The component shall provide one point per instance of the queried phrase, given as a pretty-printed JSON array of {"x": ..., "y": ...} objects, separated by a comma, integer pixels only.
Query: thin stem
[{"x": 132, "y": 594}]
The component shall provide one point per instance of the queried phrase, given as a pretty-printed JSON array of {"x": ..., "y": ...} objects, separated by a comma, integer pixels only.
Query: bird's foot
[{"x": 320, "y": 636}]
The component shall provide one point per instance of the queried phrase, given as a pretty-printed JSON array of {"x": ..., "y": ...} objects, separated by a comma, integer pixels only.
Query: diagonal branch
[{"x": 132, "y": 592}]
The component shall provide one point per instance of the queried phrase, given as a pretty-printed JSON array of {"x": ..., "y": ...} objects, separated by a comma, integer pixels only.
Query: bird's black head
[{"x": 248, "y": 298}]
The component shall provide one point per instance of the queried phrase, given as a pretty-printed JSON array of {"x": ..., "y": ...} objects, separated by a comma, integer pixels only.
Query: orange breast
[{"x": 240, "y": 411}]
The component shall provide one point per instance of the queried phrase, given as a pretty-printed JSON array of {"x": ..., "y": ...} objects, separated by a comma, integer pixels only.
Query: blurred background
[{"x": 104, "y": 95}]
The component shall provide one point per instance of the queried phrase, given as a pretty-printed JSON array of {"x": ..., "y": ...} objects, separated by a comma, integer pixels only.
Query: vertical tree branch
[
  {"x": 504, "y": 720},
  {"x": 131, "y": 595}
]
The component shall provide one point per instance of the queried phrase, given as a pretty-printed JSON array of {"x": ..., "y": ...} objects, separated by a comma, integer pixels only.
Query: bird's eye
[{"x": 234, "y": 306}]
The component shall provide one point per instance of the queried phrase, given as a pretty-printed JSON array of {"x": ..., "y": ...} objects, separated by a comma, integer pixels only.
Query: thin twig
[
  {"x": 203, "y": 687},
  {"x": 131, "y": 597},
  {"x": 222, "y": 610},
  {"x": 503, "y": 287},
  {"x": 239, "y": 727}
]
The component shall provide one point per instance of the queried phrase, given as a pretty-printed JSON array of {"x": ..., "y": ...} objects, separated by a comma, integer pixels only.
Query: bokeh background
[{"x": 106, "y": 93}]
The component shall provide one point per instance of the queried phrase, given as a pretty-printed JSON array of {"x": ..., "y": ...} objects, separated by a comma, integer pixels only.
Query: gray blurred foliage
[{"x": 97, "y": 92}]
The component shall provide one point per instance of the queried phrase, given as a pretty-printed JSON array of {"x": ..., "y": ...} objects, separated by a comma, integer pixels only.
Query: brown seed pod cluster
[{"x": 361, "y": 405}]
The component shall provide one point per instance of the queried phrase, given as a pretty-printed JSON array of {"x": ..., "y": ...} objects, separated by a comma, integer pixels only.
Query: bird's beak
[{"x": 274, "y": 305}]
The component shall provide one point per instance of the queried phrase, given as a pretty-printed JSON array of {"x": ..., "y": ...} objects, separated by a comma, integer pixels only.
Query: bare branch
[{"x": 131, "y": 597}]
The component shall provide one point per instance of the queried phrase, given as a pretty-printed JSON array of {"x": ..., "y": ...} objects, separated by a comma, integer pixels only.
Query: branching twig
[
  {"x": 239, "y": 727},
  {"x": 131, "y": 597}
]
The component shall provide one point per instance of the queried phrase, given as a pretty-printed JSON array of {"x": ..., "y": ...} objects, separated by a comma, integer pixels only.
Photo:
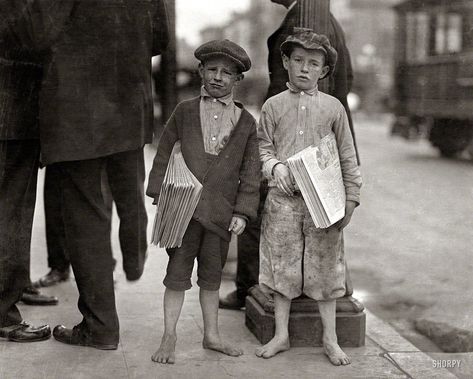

::::::::::

# BRIEF:
Collect each line in the items above that contains the string "twig". Only matches with the same case count.

# SOLUTION FOR THIS TASK:
Query: thin twig
Query: branching twig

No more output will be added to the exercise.